Natural language region descriptions:
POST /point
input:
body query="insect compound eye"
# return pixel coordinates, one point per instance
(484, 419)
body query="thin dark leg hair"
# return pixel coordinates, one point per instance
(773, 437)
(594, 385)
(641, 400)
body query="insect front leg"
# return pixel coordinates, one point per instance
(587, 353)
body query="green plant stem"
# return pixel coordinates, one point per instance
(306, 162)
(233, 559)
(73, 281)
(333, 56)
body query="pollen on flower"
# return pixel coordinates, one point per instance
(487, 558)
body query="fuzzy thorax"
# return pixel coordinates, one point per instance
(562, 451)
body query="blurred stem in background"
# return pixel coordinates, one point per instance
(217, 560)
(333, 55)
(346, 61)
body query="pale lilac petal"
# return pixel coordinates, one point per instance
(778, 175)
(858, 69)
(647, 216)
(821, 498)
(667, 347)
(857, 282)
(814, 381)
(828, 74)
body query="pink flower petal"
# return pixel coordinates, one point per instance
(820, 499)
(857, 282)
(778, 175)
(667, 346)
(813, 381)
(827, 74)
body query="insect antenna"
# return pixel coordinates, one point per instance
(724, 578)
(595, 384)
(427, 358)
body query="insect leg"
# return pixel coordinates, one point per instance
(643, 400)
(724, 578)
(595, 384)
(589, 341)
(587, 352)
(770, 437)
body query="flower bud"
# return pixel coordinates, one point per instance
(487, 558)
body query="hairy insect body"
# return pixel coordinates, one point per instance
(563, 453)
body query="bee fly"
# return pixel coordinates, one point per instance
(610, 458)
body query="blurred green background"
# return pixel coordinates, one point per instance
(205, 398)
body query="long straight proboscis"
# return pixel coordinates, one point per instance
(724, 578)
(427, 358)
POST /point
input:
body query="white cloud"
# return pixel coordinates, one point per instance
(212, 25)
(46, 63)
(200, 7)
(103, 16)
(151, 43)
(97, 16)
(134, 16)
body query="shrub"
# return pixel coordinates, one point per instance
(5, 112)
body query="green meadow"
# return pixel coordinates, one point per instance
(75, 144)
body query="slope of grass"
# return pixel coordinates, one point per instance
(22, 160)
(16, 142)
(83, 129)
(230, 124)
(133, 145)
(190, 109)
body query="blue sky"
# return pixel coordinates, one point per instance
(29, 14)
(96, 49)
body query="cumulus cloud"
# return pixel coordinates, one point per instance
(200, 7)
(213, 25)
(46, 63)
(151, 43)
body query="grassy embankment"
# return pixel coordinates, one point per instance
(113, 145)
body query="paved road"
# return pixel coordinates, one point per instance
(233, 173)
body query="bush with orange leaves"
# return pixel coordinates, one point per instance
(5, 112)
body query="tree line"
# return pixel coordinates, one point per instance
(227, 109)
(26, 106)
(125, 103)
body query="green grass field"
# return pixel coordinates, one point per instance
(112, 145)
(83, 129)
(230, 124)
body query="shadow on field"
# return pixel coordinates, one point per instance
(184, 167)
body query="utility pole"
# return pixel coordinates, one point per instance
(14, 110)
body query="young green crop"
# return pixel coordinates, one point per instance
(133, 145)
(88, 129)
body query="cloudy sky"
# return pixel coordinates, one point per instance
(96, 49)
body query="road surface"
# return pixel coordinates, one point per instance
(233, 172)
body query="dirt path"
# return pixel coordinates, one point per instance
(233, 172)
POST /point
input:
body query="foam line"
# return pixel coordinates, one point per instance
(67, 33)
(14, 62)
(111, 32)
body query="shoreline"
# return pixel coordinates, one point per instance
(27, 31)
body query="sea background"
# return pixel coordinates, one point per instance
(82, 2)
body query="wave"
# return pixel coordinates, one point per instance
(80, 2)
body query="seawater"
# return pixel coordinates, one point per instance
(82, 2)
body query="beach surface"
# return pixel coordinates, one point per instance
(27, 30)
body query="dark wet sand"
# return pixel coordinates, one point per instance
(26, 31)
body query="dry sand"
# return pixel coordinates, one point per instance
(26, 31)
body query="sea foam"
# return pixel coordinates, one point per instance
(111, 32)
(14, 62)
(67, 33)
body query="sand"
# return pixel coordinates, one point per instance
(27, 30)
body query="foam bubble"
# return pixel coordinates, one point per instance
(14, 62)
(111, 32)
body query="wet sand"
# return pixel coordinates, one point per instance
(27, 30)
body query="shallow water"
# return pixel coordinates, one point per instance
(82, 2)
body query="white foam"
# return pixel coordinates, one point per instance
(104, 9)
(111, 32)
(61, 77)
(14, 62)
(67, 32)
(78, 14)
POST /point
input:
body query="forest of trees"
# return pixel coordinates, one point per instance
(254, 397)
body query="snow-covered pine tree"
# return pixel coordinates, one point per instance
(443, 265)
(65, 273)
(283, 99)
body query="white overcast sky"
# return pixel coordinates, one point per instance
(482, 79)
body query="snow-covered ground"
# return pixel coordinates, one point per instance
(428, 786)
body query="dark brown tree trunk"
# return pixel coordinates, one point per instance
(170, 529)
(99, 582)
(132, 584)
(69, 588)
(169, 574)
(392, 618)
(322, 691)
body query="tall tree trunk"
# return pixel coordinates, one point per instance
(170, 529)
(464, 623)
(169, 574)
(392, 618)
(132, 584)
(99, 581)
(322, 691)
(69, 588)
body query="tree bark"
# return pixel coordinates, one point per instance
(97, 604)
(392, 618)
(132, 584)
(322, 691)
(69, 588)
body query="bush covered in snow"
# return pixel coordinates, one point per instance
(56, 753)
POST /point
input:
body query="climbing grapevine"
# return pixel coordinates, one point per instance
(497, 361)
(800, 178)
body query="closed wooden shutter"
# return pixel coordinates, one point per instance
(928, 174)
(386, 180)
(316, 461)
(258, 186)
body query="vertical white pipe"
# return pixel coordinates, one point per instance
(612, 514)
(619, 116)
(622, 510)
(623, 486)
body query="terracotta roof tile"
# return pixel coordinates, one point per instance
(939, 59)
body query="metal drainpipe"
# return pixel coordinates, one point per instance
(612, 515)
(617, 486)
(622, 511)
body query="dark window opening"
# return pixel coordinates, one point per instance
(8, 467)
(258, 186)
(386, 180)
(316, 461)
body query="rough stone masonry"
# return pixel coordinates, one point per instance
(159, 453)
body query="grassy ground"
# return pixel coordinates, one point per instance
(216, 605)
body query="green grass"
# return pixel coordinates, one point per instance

:: Work order ::
From the first line to the last, retype the data exactly.

:: Result of the task ::
POST /point
input:
body query="insect compound eye"
# return pixel coordinates, one point per instance
(484, 419)
body query="thin dark leg hair"
# return pixel coordinates, one point per instance
(773, 437)
(594, 385)
(641, 400)
body query="insect front leg"
# return pixel coordinates, one point per instance
(587, 353)
body query="green plant stem"
# return pixel coordinates, one point per instance
(306, 162)
(233, 559)
(73, 281)
(333, 56)
body query="pollen on flower"
# return pixel coordinates, one point per instance
(487, 558)
body query="fuzzy thorax"
# return pixel coordinates, one point per instance
(562, 451)
body query="blurred stem in background"
# return pixel coordinates, one point per instance
(217, 560)
(333, 55)
(346, 61)
body query="pale lilac petal"
# return pixel coordinates, one point per instance
(778, 175)
(858, 69)
(647, 216)
(821, 498)
(667, 347)
(857, 282)
(814, 381)
(828, 74)
body query="pink flower petal"
# return pixel coordinates, one point per instance
(820, 499)
(857, 282)
(778, 175)
(667, 346)
(813, 381)
(827, 74)
body query="insect antenna"
# return pixel coordinates, one point per instance
(724, 578)
(595, 384)
(427, 358)
body query="insect leg"
# return pixel coordinates, one point per instance
(643, 400)
(724, 578)
(595, 384)
(589, 341)
(587, 352)
(770, 437)
body query="flower bud"
# return pixel coordinates, one point per instance
(487, 558)
body query="hairy insect body"
# return pixel coordinates, one point per instance
(563, 453)
body query="bee fly"
# return pixel coordinates, one point per instance
(610, 458)
body query="blurred green background"
# return pixel coordinates, one point per instance
(205, 398)
body query="long straight proboscis"
# return pixel coordinates, one point per instance
(724, 578)
(427, 358)
POST /point
input:
body query="white cloud"
# return pixel coordinates, one point per instance
(212, 25)
(46, 63)
(200, 7)
(103, 16)
(151, 43)
(97, 16)
(134, 16)
body query="shrub"
# return pixel coordinates, one point per instance
(5, 112)
body query="green meadow"
# return pixel coordinates, one point per instance
(75, 144)
body query="slope of grass"
# return pixel coordinates, one point per instance
(22, 160)
(16, 142)
(83, 129)
(230, 124)
(133, 145)
(190, 109)
body query="blue sky"
# return pixel coordinates, one point per instance
(29, 14)
(96, 49)
body query="cumulus cloud"
# return pixel coordinates, one point per instance
(200, 7)
(213, 25)
(46, 63)
(151, 43)
body query="grassy embankment"
# return pixel coordinates, one point per instance
(113, 145)
body query="paved road"
# return pixel coordinates, one point per instance
(233, 173)
body query="bush with orange leaves"
# return pixel coordinates, one point per instance
(5, 112)
body query="tree line"
# return pixel coordinates, one point per instance
(227, 109)
(26, 106)
(125, 103)
body query="green grass field"
# return pixel coordinates, one point per instance
(112, 145)
(83, 129)
(230, 124)
body query="shadow on field"
# return pixel coordinates, one point per instance
(184, 167)
body query="utility pole"
# return pixel coordinates, one point per instance
(14, 110)
body query="young green crop"
# return pixel coordinates, one point per instance
(133, 145)
(88, 129)
body query="cloudy sky"
# return pixel coordinates, one point per instance
(96, 49)
body query="road surface"
# return pixel coordinates, one point per instance
(233, 172)
body query="dirt path"
# return pixel coordinates, one point per instance
(233, 172)
POST /point
input:
body query="foam line"
# return pixel coordinates, one point per instance
(67, 33)
(14, 62)
(111, 32)
body query="shoreline"
# return pixel coordinates, one point per instance
(27, 31)
body query="sea background"
# return pixel coordinates, one point per instance
(82, 2)
body query="wave"
# return pixel coordinates, one point per instance
(80, 2)
body query="seawater"
# return pixel coordinates, one point per instance
(82, 2)
body query="beach surface"
# return pixel coordinates, one point per instance
(27, 30)
body query="dark wet sand"
# return pixel coordinates, one point per instance
(26, 31)
body query="dry sand"
# return pixel coordinates, one point per instance
(26, 31)
body query="sea foam"
# return pixel coordinates, one point per instance
(111, 32)
(14, 62)
(67, 33)
body query="sand"
# return pixel coordinates, one point per instance
(27, 30)
body query="foam bubble"
# return pixel coordinates, one point per instance
(14, 62)
(111, 32)
body query="wet sand"
# return pixel coordinates, one point per instance
(27, 30)
body query="shallow water"
# return pixel coordinates, one point per instance
(82, 2)
body query="white foam"
# return pixel coordinates, one point per instance
(104, 9)
(111, 32)
(61, 77)
(14, 62)
(67, 32)
(78, 14)
POST /point
input:
body query="forest of trees"
# return pixel coordinates, one point per instance
(254, 397)
body query="snow-covered pine tree"
# return pixel coordinates, one point per instance
(443, 265)
(65, 273)
(283, 99)
body query="white overcast sky"
# return pixel coordinates, one point per instance
(482, 79)
body query="snow-covered ground"
# return pixel coordinates, one point per instance
(428, 786)
body query="dark brown tree trunk"
# return pixel coordinates, one point per instance
(170, 529)
(99, 582)
(132, 584)
(69, 588)
(169, 574)
(392, 618)
(322, 691)
body query="tall tree trunk"
# return pixel coordinates, one point per instance
(170, 529)
(464, 623)
(169, 574)
(392, 618)
(132, 584)
(99, 581)
(322, 691)
(69, 588)
body query="tree bark"
# return pixel coordinates, one point per instance
(97, 604)
(392, 618)
(132, 584)
(322, 691)
(69, 588)
body query="bush covered in snow"
# return pixel coordinates, one point per instance
(56, 753)
POST /point
input:
body query="climbing grapevine"
# return pixel coordinates, one point per instance
(497, 361)
(800, 178)
body query="closed wooden shutter"
# return pixel coordinates, one point per instance
(928, 174)
(386, 180)
(316, 461)
(258, 186)
body query="vertical white pipe"
# return pixel coordinates, one point per instance
(612, 514)
(619, 116)
(622, 510)
(623, 486)
body query="terracotta roof tile"
# return pixel coordinates, one point per instance
(939, 59)
body query="metal drainpipe"
# return pixel coordinates, one point per instance
(612, 515)
(617, 486)
(622, 511)
body query="dark window opening"
# return pixel coordinates, one point per instance
(8, 467)
(258, 186)
(386, 180)
(316, 461)
body query="rough stone masonry"
# return pixel coordinates, one point per instance
(159, 453)
body query="grassy ground"
# return pixel coordinates, one point per instance
(216, 605)
body query="green grass"
# return pixel coordinates, one point per instance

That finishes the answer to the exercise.